Task brief –
Would you transcribe the line that holds "Return one point per instance of the dark" and all the lines below it, through the final one, exactly and with nothing else?

(Stored dataset items)
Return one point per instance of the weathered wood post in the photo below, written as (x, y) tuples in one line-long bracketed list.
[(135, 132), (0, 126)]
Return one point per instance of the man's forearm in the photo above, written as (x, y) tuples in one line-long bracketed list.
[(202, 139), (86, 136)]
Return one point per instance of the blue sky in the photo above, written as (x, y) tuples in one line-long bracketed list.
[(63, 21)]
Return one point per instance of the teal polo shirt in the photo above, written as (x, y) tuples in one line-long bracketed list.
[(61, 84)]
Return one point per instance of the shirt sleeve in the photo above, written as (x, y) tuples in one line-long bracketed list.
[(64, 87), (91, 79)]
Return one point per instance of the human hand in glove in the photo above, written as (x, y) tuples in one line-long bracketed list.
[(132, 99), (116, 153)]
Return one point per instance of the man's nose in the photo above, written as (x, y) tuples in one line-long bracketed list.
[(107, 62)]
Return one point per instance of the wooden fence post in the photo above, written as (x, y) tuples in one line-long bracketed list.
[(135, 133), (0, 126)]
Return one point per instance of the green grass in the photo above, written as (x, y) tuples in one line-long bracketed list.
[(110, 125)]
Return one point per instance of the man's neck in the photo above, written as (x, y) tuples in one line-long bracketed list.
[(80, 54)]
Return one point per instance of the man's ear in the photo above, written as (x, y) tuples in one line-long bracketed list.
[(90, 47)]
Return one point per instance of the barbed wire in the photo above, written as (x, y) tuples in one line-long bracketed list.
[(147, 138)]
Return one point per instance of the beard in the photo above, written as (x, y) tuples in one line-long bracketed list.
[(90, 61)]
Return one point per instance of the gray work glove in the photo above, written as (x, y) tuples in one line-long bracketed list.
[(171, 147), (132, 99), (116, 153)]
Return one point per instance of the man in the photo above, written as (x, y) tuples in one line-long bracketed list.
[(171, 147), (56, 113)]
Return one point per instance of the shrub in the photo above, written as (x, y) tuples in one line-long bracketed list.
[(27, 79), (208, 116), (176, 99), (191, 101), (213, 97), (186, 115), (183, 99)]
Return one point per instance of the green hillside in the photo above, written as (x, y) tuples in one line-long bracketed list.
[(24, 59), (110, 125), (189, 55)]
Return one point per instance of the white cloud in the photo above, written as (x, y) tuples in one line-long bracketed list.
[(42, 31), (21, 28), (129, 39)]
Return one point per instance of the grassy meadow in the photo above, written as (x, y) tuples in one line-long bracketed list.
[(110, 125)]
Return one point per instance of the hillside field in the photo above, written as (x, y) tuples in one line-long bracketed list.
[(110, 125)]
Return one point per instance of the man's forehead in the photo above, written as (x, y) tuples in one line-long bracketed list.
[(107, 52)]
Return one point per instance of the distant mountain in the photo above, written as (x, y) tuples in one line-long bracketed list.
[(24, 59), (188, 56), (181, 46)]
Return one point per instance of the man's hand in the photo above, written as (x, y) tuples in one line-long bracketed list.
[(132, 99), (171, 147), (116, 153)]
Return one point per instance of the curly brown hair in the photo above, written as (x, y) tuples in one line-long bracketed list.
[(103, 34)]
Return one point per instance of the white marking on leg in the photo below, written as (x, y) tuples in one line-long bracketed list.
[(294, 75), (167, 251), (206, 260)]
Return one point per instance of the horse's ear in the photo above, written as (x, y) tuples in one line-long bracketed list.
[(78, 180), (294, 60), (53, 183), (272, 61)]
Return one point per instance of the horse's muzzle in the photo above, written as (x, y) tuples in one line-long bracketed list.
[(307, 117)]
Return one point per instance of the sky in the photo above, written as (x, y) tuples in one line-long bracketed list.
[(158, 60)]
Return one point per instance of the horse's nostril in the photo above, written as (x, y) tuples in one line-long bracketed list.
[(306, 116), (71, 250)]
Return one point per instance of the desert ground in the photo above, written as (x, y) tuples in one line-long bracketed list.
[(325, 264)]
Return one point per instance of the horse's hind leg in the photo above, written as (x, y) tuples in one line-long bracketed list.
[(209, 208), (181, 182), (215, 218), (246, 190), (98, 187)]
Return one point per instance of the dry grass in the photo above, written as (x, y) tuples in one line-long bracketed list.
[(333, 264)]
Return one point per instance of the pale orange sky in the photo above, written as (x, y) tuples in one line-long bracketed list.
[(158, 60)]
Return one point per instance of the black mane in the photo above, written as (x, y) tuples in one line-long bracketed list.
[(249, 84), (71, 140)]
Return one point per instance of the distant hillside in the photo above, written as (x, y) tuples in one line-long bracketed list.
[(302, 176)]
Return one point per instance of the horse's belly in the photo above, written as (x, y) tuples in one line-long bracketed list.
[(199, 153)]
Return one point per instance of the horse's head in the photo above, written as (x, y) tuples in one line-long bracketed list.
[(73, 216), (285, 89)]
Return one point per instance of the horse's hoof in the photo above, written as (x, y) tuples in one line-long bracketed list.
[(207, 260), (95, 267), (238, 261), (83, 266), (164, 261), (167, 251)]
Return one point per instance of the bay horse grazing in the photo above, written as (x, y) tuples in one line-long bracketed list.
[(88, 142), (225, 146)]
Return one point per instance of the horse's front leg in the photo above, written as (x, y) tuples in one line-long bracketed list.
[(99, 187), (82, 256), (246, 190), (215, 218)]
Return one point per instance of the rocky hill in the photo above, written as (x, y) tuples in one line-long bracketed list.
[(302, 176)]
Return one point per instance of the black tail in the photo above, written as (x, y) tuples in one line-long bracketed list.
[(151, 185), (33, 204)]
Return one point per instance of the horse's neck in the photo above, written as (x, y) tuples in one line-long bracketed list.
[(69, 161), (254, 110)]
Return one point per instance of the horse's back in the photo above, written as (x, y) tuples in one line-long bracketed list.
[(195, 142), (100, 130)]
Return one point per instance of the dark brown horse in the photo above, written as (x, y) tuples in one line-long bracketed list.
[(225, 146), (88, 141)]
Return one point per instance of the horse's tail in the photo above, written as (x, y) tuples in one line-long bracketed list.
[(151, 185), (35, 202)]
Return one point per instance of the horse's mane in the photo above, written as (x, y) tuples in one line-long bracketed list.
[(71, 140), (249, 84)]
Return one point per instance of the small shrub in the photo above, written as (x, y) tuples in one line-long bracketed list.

Written reply –
Return one point per instance of the dark brown horse in the photo above, written as (x, y) tuples in one line-long bracketed list.
[(225, 146), (88, 141)]
Return one point per instance of the horse's tail in the photo above, written as (x, y) tuples in one line-long bracketed list.
[(151, 185), (35, 202)]
Return one point per instance of the horse's mane in the photo above, written as (x, y) tuples in one line-long bracketed list.
[(71, 140), (249, 84)]
Return one point per instance of the small shrub in the photo above, written as (x, y) tuples in one line-long bracketed list.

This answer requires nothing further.